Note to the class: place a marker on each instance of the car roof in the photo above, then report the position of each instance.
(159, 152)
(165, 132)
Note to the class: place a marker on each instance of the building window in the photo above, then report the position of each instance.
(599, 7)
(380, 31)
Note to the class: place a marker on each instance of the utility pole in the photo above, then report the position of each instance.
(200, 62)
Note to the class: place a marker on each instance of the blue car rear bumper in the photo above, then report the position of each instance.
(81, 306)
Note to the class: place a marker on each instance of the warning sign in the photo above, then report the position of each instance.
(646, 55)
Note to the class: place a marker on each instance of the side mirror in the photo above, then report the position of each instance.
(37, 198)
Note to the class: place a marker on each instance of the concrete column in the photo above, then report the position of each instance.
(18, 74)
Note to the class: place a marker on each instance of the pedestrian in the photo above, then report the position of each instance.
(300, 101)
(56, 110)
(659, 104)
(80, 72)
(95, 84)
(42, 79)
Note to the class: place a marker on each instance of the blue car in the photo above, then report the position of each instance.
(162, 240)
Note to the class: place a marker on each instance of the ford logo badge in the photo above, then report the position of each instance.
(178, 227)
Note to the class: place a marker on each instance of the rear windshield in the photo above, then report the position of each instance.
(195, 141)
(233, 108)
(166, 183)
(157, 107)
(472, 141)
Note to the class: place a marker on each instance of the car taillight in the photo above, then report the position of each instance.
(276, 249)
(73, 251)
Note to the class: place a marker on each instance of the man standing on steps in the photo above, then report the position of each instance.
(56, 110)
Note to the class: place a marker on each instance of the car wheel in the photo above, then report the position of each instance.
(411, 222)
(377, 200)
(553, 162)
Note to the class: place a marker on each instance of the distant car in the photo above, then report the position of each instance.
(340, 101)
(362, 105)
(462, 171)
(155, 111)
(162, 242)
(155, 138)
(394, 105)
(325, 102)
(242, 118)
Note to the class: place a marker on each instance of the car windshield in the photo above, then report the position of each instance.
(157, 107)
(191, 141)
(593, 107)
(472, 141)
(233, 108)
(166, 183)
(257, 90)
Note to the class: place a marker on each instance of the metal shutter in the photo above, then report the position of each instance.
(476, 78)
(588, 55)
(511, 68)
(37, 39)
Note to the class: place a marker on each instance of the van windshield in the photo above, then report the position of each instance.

---

Reproduce exactly the line containing "of the distant" and every line after it through the end of the records above, and nothing else.

Complete output |
Note to the class: place a marker on each instance of the distant car in the photo above, then report the position of each instance.
(340, 101)
(362, 105)
(462, 171)
(155, 111)
(162, 242)
(155, 138)
(394, 105)
(325, 102)
(242, 118)
Note to the class: place a marker on each instance of the car windshield in the photo above, then report the position of each instance.
(157, 107)
(191, 141)
(593, 107)
(472, 141)
(233, 108)
(166, 183)
(257, 90)
Note to the class: place a marker on each instance of the metal shutter in the photo above, then report the position of each instance.
(476, 78)
(588, 55)
(511, 68)
(37, 39)
Note to the class: place a marker on each instance of the van windshield in the photo above, then report the position of each instance.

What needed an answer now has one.